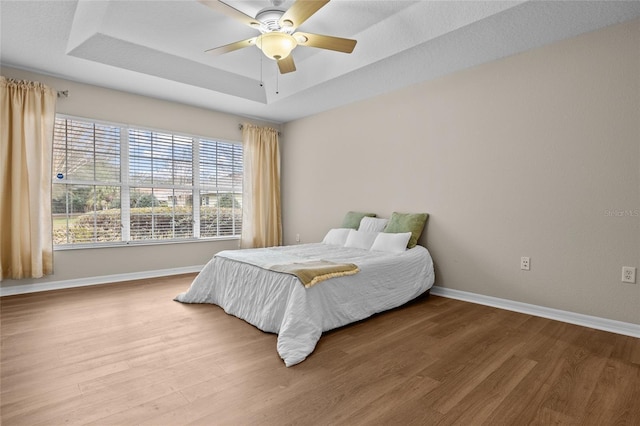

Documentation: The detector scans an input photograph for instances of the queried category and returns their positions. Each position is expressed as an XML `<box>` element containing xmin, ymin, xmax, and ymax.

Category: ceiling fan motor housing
<box><xmin>256</xmin><ymin>7</ymin><xmax>293</xmax><ymax>34</ymax></box>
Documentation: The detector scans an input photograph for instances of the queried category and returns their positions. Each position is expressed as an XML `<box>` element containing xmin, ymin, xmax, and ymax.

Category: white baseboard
<box><xmin>0</xmin><ymin>265</ymin><xmax>204</xmax><ymax>297</ymax></box>
<box><xmin>431</xmin><ymin>286</ymin><xmax>640</xmax><ymax>338</ymax></box>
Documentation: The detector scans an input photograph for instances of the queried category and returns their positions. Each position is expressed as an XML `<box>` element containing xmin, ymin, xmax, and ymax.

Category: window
<box><xmin>52</xmin><ymin>116</ymin><xmax>242</xmax><ymax>246</ymax></box>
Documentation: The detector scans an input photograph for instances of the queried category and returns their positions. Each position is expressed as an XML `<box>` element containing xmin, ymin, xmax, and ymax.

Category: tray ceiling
<box><xmin>0</xmin><ymin>0</ymin><xmax>640</xmax><ymax>122</ymax></box>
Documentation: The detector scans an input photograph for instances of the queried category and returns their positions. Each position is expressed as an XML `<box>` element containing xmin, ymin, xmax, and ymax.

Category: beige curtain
<box><xmin>0</xmin><ymin>77</ymin><xmax>56</xmax><ymax>281</ymax></box>
<box><xmin>240</xmin><ymin>124</ymin><xmax>282</xmax><ymax>248</ymax></box>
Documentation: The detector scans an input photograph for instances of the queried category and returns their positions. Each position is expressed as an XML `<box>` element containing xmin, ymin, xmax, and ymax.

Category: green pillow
<box><xmin>383</xmin><ymin>212</ymin><xmax>429</xmax><ymax>248</ymax></box>
<box><xmin>341</xmin><ymin>212</ymin><xmax>376</xmax><ymax>230</ymax></box>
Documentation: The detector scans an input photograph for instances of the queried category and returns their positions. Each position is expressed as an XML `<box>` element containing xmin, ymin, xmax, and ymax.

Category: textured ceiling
<box><xmin>0</xmin><ymin>0</ymin><xmax>640</xmax><ymax>122</ymax></box>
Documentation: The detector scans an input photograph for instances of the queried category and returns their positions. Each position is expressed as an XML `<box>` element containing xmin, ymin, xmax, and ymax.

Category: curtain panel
<box><xmin>240</xmin><ymin>124</ymin><xmax>282</xmax><ymax>248</ymax></box>
<box><xmin>0</xmin><ymin>77</ymin><xmax>56</xmax><ymax>281</ymax></box>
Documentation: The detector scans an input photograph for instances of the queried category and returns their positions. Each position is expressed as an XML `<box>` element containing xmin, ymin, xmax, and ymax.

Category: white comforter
<box><xmin>175</xmin><ymin>243</ymin><xmax>434</xmax><ymax>367</ymax></box>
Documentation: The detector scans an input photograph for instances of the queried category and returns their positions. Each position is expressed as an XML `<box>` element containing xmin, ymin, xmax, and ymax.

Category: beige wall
<box><xmin>282</xmin><ymin>20</ymin><xmax>640</xmax><ymax>324</ymax></box>
<box><xmin>0</xmin><ymin>67</ymin><xmax>280</xmax><ymax>287</ymax></box>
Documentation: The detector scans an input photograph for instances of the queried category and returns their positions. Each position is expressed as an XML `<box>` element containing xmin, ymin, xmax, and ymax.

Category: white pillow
<box><xmin>358</xmin><ymin>216</ymin><xmax>389</xmax><ymax>232</ymax></box>
<box><xmin>344</xmin><ymin>229</ymin><xmax>378</xmax><ymax>250</ymax></box>
<box><xmin>371</xmin><ymin>232</ymin><xmax>411</xmax><ymax>253</ymax></box>
<box><xmin>322</xmin><ymin>228</ymin><xmax>351</xmax><ymax>246</ymax></box>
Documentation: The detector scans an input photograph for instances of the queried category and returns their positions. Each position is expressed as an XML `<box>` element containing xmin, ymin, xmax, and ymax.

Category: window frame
<box><xmin>51</xmin><ymin>113</ymin><xmax>244</xmax><ymax>251</ymax></box>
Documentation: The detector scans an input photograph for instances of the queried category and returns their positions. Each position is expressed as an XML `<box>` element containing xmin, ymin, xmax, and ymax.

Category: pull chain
<box><xmin>258</xmin><ymin>37</ymin><xmax>264</xmax><ymax>87</ymax></box>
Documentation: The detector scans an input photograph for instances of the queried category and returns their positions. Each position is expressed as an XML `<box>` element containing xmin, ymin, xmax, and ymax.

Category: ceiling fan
<box><xmin>198</xmin><ymin>0</ymin><xmax>357</xmax><ymax>74</ymax></box>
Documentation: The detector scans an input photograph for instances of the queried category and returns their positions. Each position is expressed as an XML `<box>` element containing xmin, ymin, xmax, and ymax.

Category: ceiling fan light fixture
<box><xmin>256</xmin><ymin>32</ymin><xmax>298</xmax><ymax>61</ymax></box>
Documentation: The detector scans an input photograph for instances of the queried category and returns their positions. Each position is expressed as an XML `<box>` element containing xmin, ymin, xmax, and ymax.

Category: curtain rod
<box><xmin>238</xmin><ymin>123</ymin><xmax>281</xmax><ymax>136</ymax></box>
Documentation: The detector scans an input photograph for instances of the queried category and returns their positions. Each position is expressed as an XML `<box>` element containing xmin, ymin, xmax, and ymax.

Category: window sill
<box><xmin>53</xmin><ymin>235</ymin><xmax>240</xmax><ymax>251</ymax></box>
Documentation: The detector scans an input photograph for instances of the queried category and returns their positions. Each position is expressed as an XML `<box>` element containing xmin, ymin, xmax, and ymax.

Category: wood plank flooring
<box><xmin>0</xmin><ymin>275</ymin><xmax>640</xmax><ymax>426</ymax></box>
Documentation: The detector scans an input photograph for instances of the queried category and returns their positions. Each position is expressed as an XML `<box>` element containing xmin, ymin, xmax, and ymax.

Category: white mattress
<box><xmin>175</xmin><ymin>243</ymin><xmax>434</xmax><ymax>367</ymax></box>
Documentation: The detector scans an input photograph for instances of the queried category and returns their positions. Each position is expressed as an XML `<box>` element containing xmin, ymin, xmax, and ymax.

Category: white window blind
<box><xmin>52</xmin><ymin>116</ymin><xmax>242</xmax><ymax>246</ymax></box>
<box><xmin>199</xmin><ymin>139</ymin><xmax>242</xmax><ymax>236</ymax></box>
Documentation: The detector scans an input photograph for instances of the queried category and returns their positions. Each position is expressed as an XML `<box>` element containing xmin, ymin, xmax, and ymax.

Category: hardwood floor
<box><xmin>0</xmin><ymin>275</ymin><xmax>640</xmax><ymax>426</ymax></box>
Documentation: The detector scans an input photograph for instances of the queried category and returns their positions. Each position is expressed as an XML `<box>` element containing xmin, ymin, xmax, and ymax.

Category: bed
<box><xmin>175</xmin><ymin>216</ymin><xmax>434</xmax><ymax>367</ymax></box>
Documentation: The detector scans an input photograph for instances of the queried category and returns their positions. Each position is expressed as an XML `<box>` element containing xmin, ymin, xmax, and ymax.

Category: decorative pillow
<box><xmin>358</xmin><ymin>216</ymin><xmax>389</xmax><ymax>232</ymax></box>
<box><xmin>384</xmin><ymin>212</ymin><xmax>429</xmax><ymax>248</ymax></box>
<box><xmin>340</xmin><ymin>212</ymin><xmax>376</xmax><ymax>229</ymax></box>
<box><xmin>344</xmin><ymin>229</ymin><xmax>378</xmax><ymax>250</ymax></box>
<box><xmin>371</xmin><ymin>232</ymin><xmax>411</xmax><ymax>253</ymax></box>
<box><xmin>322</xmin><ymin>228</ymin><xmax>351</xmax><ymax>246</ymax></box>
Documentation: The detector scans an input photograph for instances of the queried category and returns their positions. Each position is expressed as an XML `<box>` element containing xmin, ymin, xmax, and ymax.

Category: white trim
<box><xmin>0</xmin><ymin>265</ymin><xmax>204</xmax><ymax>297</ymax></box>
<box><xmin>431</xmin><ymin>286</ymin><xmax>640</xmax><ymax>338</ymax></box>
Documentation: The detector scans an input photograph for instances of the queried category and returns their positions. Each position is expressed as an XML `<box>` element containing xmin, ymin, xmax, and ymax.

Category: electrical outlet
<box><xmin>622</xmin><ymin>266</ymin><xmax>636</xmax><ymax>284</ymax></box>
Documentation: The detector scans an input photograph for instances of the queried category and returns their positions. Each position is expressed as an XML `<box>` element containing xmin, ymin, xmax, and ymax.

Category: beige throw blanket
<box><xmin>269</xmin><ymin>260</ymin><xmax>360</xmax><ymax>288</ymax></box>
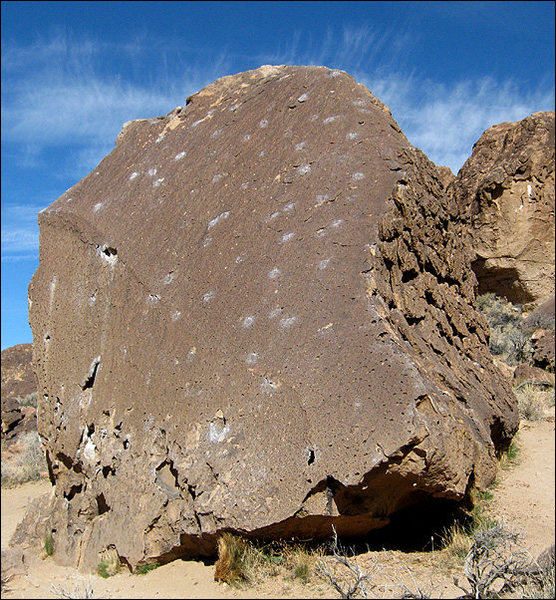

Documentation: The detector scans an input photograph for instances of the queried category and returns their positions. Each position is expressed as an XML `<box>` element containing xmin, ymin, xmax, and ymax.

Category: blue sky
<box><xmin>1</xmin><ymin>1</ymin><xmax>554</xmax><ymax>349</ymax></box>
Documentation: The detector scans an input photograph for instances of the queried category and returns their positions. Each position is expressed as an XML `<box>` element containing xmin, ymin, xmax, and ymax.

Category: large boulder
<box><xmin>452</xmin><ymin>112</ymin><xmax>554</xmax><ymax>303</ymax></box>
<box><xmin>29</xmin><ymin>66</ymin><xmax>518</xmax><ymax>570</ymax></box>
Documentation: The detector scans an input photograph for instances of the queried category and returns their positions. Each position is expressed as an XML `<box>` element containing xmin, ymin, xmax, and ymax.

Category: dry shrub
<box><xmin>2</xmin><ymin>431</ymin><xmax>47</xmax><ymax>487</ymax></box>
<box><xmin>514</xmin><ymin>383</ymin><xmax>554</xmax><ymax>421</ymax></box>
<box><xmin>283</xmin><ymin>545</ymin><xmax>323</xmax><ymax>584</ymax></box>
<box><xmin>477</xmin><ymin>292</ymin><xmax>532</xmax><ymax>365</ymax></box>
<box><xmin>441</xmin><ymin>523</ymin><xmax>473</xmax><ymax>563</ymax></box>
<box><xmin>214</xmin><ymin>532</ymin><xmax>265</xmax><ymax>585</ymax></box>
<box><xmin>17</xmin><ymin>392</ymin><xmax>39</xmax><ymax>408</ymax></box>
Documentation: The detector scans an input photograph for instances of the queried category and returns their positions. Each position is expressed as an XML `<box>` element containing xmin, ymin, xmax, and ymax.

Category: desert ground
<box><xmin>2</xmin><ymin>407</ymin><xmax>555</xmax><ymax>598</ymax></box>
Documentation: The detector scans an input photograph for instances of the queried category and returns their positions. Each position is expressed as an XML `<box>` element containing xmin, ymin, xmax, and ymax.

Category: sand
<box><xmin>2</xmin><ymin>417</ymin><xmax>555</xmax><ymax>599</ymax></box>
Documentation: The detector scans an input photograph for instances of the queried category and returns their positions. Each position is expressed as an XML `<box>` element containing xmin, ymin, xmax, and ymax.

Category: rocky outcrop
<box><xmin>26</xmin><ymin>67</ymin><xmax>518</xmax><ymax>570</ymax></box>
<box><xmin>2</xmin><ymin>344</ymin><xmax>37</xmax><ymax>441</ymax></box>
<box><xmin>452</xmin><ymin>112</ymin><xmax>554</xmax><ymax>303</ymax></box>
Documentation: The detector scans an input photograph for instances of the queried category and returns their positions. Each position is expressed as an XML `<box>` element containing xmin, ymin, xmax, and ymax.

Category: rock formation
<box><xmin>29</xmin><ymin>66</ymin><xmax>520</xmax><ymax>570</ymax></box>
<box><xmin>525</xmin><ymin>296</ymin><xmax>555</xmax><ymax>372</ymax></box>
<box><xmin>452</xmin><ymin>112</ymin><xmax>554</xmax><ymax>303</ymax></box>
<box><xmin>2</xmin><ymin>344</ymin><xmax>37</xmax><ymax>441</ymax></box>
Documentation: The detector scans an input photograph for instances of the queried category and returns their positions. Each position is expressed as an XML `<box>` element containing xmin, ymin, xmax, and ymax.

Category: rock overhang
<box><xmin>25</xmin><ymin>66</ymin><xmax>516</xmax><ymax>568</ymax></box>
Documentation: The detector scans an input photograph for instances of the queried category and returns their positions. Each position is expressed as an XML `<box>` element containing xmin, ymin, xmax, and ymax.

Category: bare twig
<box><xmin>317</xmin><ymin>526</ymin><xmax>376</xmax><ymax>598</ymax></box>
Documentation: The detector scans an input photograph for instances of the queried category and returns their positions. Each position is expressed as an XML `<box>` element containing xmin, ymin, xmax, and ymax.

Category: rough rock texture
<box><xmin>1</xmin><ymin>344</ymin><xmax>37</xmax><ymax>440</ymax></box>
<box><xmin>525</xmin><ymin>296</ymin><xmax>556</xmax><ymax>372</ymax></box>
<box><xmin>513</xmin><ymin>363</ymin><xmax>554</xmax><ymax>388</ymax></box>
<box><xmin>453</xmin><ymin>112</ymin><xmax>554</xmax><ymax>303</ymax></box>
<box><xmin>29</xmin><ymin>67</ymin><xmax>518</xmax><ymax>570</ymax></box>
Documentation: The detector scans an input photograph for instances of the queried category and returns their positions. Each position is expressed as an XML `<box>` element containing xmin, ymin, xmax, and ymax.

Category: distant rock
<box><xmin>452</xmin><ymin>112</ymin><xmax>554</xmax><ymax>303</ymax></box>
<box><xmin>1</xmin><ymin>344</ymin><xmax>37</xmax><ymax>440</ymax></box>
<box><xmin>513</xmin><ymin>363</ymin><xmax>554</xmax><ymax>388</ymax></box>
<box><xmin>525</xmin><ymin>296</ymin><xmax>556</xmax><ymax>372</ymax></box>
<box><xmin>26</xmin><ymin>66</ymin><xmax>519</xmax><ymax>570</ymax></box>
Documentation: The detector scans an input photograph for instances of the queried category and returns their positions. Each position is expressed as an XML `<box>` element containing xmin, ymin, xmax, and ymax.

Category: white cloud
<box><xmin>2</xmin><ymin>203</ymin><xmax>45</xmax><ymax>262</ymax></box>
<box><xmin>2</xmin><ymin>33</ymin><xmax>225</xmax><ymax>171</ymax></box>
<box><xmin>360</xmin><ymin>74</ymin><xmax>554</xmax><ymax>173</ymax></box>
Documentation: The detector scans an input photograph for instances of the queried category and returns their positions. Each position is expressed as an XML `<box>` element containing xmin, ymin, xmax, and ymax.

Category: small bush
<box><xmin>499</xmin><ymin>438</ymin><xmax>520</xmax><ymax>469</ymax></box>
<box><xmin>2</xmin><ymin>431</ymin><xmax>47</xmax><ymax>487</ymax></box>
<box><xmin>455</xmin><ymin>525</ymin><xmax>530</xmax><ymax>598</ymax></box>
<box><xmin>477</xmin><ymin>293</ymin><xmax>532</xmax><ymax>365</ymax></box>
<box><xmin>97</xmin><ymin>546</ymin><xmax>121</xmax><ymax>579</ymax></box>
<box><xmin>514</xmin><ymin>384</ymin><xmax>554</xmax><ymax>421</ymax></box>
<box><xmin>17</xmin><ymin>392</ymin><xmax>39</xmax><ymax>408</ymax></box>
<box><xmin>441</xmin><ymin>523</ymin><xmax>473</xmax><ymax>562</ymax></box>
<box><xmin>44</xmin><ymin>533</ymin><xmax>54</xmax><ymax>556</ymax></box>
<box><xmin>134</xmin><ymin>563</ymin><xmax>160</xmax><ymax>575</ymax></box>
<box><xmin>284</xmin><ymin>545</ymin><xmax>322</xmax><ymax>584</ymax></box>
<box><xmin>214</xmin><ymin>532</ymin><xmax>265</xmax><ymax>585</ymax></box>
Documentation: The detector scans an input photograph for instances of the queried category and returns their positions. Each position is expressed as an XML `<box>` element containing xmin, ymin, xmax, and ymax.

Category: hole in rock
<box><xmin>471</xmin><ymin>258</ymin><xmax>534</xmax><ymax>304</ymax></box>
<box><xmin>64</xmin><ymin>484</ymin><xmax>83</xmax><ymax>502</ymax></box>
<box><xmin>341</xmin><ymin>497</ymin><xmax>471</xmax><ymax>552</ymax></box>
<box><xmin>97</xmin><ymin>494</ymin><xmax>110</xmax><ymax>515</ymax></box>
<box><xmin>102</xmin><ymin>246</ymin><xmax>118</xmax><ymax>257</ymax></box>
<box><xmin>102</xmin><ymin>466</ymin><xmax>116</xmax><ymax>479</ymax></box>
<box><xmin>81</xmin><ymin>356</ymin><xmax>100</xmax><ymax>391</ymax></box>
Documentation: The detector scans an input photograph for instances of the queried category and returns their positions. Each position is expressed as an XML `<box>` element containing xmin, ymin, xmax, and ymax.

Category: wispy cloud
<box><xmin>2</xmin><ymin>26</ymin><xmax>554</xmax><ymax>176</ymax></box>
<box><xmin>2</xmin><ymin>203</ymin><xmax>44</xmax><ymax>262</ymax></box>
<box><xmin>2</xmin><ymin>32</ymin><xmax>230</xmax><ymax>173</ymax></box>
<box><xmin>360</xmin><ymin>74</ymin><xmax>554</xmax><ymax>173</ymax></box>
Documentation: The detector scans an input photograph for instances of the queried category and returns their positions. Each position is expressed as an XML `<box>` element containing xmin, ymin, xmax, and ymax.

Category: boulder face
<box><xmin>29</xmin><ymin>66</ymin><xmax>518</xmax><ymax>570</ymax></box>
<box><xmin>452</xmin><ymin>112</ymin><xmax>554</xmax><ymax>303</ymax></box>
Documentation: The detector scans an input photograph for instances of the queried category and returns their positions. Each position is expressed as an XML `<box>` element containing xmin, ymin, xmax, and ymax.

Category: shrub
<box><xmin>17</xmin><ymin>392</ymin><xmax>39</xmax><ymax>408</ymax></box>
<box><xmin>44</xmin><ymin>533</ymin><xmax>54</xmax><ymax>556</ymax></box>
<box><xmin>477</xmin><ymin>292</ymin><xmax>532</xmax><ymax>365</ymax></box>
<box><xmin>97</xmin><ymin>546</ymin><xmax>121</xmax><ymax>579</ymax></box>
<box><xmin>514</xmin><ymin>384</ymin><xmax>554</xmax><ymax>421</ymax></box>
<box><xmin>455</xmin><ymin>525</ymin><xmax>530</xmax><ymax>598</ymax></box>
<box><xmin>214</xmin><ymin>532</ymin><xmax>265</xmax><ymax>585</ymax></box>
<box><xmin>2</xmin><ymin>431</ymin><xmax>47</xmax><ymax>487</ymax></box>
<box><xmin>134</xmin><ymin>563</ymin><xmax>160</xmax><ymax>575</ymax></box>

OBJECTIVE —
Find every line in the material above that contains the string "beige" and copy each one. Matching is case-sensitive.

EXERCISE RESULT —
Category: beige curtain
Category: beige wall
Category: beige throw blanket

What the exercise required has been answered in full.